## Objective:
Rewrite all of the material below, swapping every "Reviewer note" for "Annotator note" and changing nothing else.

#### Data provided

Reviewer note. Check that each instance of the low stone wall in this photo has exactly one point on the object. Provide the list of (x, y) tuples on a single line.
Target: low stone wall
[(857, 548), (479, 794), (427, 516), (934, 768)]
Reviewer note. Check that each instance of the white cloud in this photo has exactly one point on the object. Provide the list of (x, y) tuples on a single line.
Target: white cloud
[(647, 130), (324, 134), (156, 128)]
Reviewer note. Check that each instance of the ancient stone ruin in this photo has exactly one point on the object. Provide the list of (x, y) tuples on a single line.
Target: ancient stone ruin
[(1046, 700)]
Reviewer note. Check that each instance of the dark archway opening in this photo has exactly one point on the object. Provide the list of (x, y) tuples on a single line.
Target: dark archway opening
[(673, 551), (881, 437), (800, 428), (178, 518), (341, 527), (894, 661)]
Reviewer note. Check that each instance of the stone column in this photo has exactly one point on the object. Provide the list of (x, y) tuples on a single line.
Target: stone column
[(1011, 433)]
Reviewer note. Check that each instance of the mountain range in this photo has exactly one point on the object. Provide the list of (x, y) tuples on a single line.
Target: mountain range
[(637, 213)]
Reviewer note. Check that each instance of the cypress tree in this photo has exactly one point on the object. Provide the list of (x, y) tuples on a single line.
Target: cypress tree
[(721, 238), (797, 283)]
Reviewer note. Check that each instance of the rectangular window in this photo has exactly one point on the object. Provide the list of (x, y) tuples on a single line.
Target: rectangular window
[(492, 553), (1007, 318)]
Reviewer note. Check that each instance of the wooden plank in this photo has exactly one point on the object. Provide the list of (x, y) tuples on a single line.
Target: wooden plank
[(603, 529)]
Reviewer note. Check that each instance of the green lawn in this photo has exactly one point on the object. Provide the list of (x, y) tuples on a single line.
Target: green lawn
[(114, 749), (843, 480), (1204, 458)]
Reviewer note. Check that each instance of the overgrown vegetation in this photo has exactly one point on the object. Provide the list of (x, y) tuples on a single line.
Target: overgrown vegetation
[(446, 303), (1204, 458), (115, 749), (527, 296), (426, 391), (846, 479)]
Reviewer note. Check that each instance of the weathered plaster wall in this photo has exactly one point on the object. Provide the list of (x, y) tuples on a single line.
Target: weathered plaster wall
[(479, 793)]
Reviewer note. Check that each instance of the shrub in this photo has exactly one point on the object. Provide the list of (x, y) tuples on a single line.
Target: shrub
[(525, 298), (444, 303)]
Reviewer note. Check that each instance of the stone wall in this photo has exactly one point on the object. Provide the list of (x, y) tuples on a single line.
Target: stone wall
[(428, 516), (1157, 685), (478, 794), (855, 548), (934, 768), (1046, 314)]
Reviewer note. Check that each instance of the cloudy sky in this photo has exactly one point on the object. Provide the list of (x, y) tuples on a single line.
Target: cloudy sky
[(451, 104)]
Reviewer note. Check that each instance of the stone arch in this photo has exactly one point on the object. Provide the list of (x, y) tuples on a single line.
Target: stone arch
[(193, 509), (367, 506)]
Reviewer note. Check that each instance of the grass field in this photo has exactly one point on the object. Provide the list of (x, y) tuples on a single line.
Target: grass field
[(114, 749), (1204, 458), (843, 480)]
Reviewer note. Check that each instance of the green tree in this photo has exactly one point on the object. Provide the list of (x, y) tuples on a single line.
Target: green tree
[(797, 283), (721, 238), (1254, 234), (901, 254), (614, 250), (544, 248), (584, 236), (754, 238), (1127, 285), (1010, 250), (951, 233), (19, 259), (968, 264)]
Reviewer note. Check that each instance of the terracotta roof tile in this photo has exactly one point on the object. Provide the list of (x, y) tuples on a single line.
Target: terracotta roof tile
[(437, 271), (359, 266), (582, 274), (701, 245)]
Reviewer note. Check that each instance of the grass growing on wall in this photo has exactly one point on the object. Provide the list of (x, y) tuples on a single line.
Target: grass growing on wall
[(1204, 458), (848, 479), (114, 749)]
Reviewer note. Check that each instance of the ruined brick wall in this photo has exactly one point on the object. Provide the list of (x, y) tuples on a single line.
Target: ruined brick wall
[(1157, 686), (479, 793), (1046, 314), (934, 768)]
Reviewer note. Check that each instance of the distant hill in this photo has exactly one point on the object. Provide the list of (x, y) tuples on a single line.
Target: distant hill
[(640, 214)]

########

## Problem solution:
Annotator note. Check that each instance of the low stone wall in this photo has exactly one point on the object. Provide the list of (x, y) tuples on a single line.
Target: low stone wall
[(857, 548), (479, 794), (427, 516), (934, 768)]
Annotator note. Check that each instance of the white cloud in this photo has exactly one point on the object. Provide the list of (x, y) tuples on a single line.
Target: white cloud
[(647, 130), (324, 134), (156, 128)]
Annotator note. Check that each instance of the ancient stone ruin in this photo has exactly one point on the object. Provide the list of (x, y) tuples on a single line.
Target: ancient stone ruin
[(1046, 700)]
Annotator note. Check that each instance of the dark archway opening in this photo has exactly one point on the object. Provide the list of (x, y) tuples on a single line.
Target: dark archway opening
[(673, 551), (881, 437), (800, 428), (178, 518), (341, 527), (894, 661)]
Annotator note. Check that each instance of the stone column in this photo has exactly one point on the object. Provide the list of (x, y) tuples on a single line.
Target: stone column
[(1011, 433)]
Annotator note. Check that each instance of the mountain range in this photo has exactly one point on the object. Provide the list of (x, y) tuples on a single line.
Target: mountain range
[(637, 213)]
Annotator note. Check that each instance of the cypress tree in this photo has exactly one point on the object. Provide the list of (x, y) tuples on a single line.
Target: cypress tree
[(721, 238), (797, 283)]
Annotator note. Check that each instance of the rectangular window in this photo has exactly one point on the object. Provide the list of (x, y) tuples on a single line.
Target: rectangular window
[(492, 553), (1007, 318)]
Annotator note. Check that each instance of the wooden plank in this photo has exactly one point on the object. Provide the list of (x, y) tuples on a single line.
Target: wooden plank
[(603, 529)]
Annotator note. Check that each instance of the green lawn in this photo has exactly one point on the object. Provide the list of (x, y) tuples on a single line.
Target: green lawn
[(114, 749), (843, 480), (1204, 458)]
Annotator note. Check that each instance of the overgrown vegetation in this photo has exactly one point on the object. Provide the list of (x, y) tuples on a single line.
Target: overgrown vegetation
[(446, 303), (1204, 458), (115, 749), (527, 296), (426, 391), (846, 479)]
Annotator note. Check that each instance of the weathered plaster wall in this photo has exactly one point on the object. Provide the list of (x, y) tuples on a single line.
Target: weathered plaster wall
[(479, 793)]
Annotator note. Check that each instance of the shrub in this photo has exactly one point on the object. Provide the list of (x, y) tuples on a single line.
Target: shrub
[(525, 298), (444, 303)]
Annotator note. Check that each instance of the stone wall in this photo has exactly one point on the object. Provide the list of (x, y) tuples on a single line.
Target: stone wall
[(428, 516), (1157, 685), (478, 794), (855, 548), (934, 768), (1046, 314)]
Annotator note. Check that each instance of the cloudy sky in this photo has exactly one point on the object. Provide the list of (x, y) tuples on a single line.
Target: cloudy sky
[(451, 104)]
Annotator note. Check that each instance of the stone arch in this photo has exactly one point on the object. Provide the list of (x, y) tuples on a single line.
Target: stone arch
[(193, 509), (367, 506)]
Annotator note. Check that each instance of the grass field in this photo has exactly one point on the object. Provide the list of (x, y) tuples on a single line.
Target: grass field
[(114, 749), (1204, 458), (843, 480)]
Annotator note. Check that each instance of the green tree in this photo has exactly one point on the object. Provide the list of (x, y) tuples on a single line.
Target: green tree
[(797, 283), (721, 238), (1254, 234), (901, 254), (614, 250), (544, 248), (584, 236), (754, 238), (1127, 285), (1010, 250), (951, 233), (19, 259), (968, 264)]
Annotator note. Check that each instance of the terracotta roof tile in this photo has exactly one point on the object. Provide the list of (x, y) tuples on a single line.
Target: terracotta roof tile
[(437, 271), (359, 266), (582, 274), (701, 245)]
Annotator note. Check that each instance of the grass growing on wall in this photo has exactly one point on the object. Provide the list of (x, y) tuples on a single line.
Target: grass growing on wall
[(1204, 458), (848, 479), (114, 749)]
Annotator note. Check that each instance of the ruined brick wall in this photo has exactly one point on the object. Provide the list of (x, y) tuples on a single line.
Target: ruined brick wall
[(1157, 686), (479, 793), (1046, 314), (934, 768)]
Annotator note. Check that each instance of the distant hill in this photo has exactly one point on the object. Provide the list of (x, y) tuples on a single line.
Target: distant hill
[(640, 214)]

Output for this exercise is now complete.